* Direction:
Pull out each line of the items below that contains the string "pier". Treat uppercase and lowercase as different.

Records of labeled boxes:
Start

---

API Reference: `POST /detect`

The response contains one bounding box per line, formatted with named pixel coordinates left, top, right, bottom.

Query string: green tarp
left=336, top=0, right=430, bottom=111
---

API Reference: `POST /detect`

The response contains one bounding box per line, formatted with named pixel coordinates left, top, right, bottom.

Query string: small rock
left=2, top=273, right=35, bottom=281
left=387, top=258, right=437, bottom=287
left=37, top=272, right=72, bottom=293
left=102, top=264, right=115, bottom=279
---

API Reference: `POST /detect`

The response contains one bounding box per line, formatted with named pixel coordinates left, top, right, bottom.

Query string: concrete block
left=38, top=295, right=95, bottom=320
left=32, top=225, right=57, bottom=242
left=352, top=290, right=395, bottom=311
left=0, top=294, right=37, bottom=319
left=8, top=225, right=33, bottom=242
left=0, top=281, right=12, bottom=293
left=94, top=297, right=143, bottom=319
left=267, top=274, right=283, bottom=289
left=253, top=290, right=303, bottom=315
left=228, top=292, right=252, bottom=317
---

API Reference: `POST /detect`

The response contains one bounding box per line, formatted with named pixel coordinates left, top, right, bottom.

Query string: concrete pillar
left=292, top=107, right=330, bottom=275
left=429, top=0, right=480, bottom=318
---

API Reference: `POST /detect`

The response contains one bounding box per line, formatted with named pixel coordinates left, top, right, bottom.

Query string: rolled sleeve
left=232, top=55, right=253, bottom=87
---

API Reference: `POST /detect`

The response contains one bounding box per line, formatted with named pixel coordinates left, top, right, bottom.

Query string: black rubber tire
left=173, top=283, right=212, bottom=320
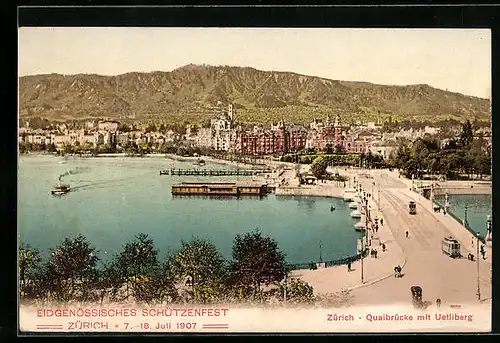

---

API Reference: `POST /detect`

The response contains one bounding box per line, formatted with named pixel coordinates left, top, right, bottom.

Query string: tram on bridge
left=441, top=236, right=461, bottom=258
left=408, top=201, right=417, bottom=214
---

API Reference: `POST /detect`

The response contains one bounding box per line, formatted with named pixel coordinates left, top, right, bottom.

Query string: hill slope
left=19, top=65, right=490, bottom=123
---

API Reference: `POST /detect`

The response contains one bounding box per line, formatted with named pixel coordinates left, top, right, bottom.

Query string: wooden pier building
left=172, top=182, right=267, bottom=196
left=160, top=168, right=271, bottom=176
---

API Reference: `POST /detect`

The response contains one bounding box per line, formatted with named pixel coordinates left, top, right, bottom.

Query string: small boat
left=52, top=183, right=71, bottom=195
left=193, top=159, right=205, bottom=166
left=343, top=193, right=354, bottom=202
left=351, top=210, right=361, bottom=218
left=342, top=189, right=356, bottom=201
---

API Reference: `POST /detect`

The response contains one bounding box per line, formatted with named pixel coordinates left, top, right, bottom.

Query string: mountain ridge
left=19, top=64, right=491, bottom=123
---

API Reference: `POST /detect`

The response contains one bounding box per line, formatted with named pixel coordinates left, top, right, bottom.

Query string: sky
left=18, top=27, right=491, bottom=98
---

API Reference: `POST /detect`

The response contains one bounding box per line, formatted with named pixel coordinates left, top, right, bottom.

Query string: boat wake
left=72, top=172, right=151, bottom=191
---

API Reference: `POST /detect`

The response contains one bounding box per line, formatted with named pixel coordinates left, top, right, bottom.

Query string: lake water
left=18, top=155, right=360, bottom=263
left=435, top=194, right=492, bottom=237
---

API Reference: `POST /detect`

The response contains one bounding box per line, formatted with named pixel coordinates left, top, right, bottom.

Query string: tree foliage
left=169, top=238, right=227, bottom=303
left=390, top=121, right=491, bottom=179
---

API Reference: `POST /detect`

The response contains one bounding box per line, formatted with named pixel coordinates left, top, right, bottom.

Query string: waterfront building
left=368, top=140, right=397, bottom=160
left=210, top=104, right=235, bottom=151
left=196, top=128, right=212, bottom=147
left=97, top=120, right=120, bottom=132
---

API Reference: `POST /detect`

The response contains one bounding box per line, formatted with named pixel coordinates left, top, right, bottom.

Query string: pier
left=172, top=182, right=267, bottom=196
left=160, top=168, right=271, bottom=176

End

* The response:
Query string: wooden pier building
Query string: pier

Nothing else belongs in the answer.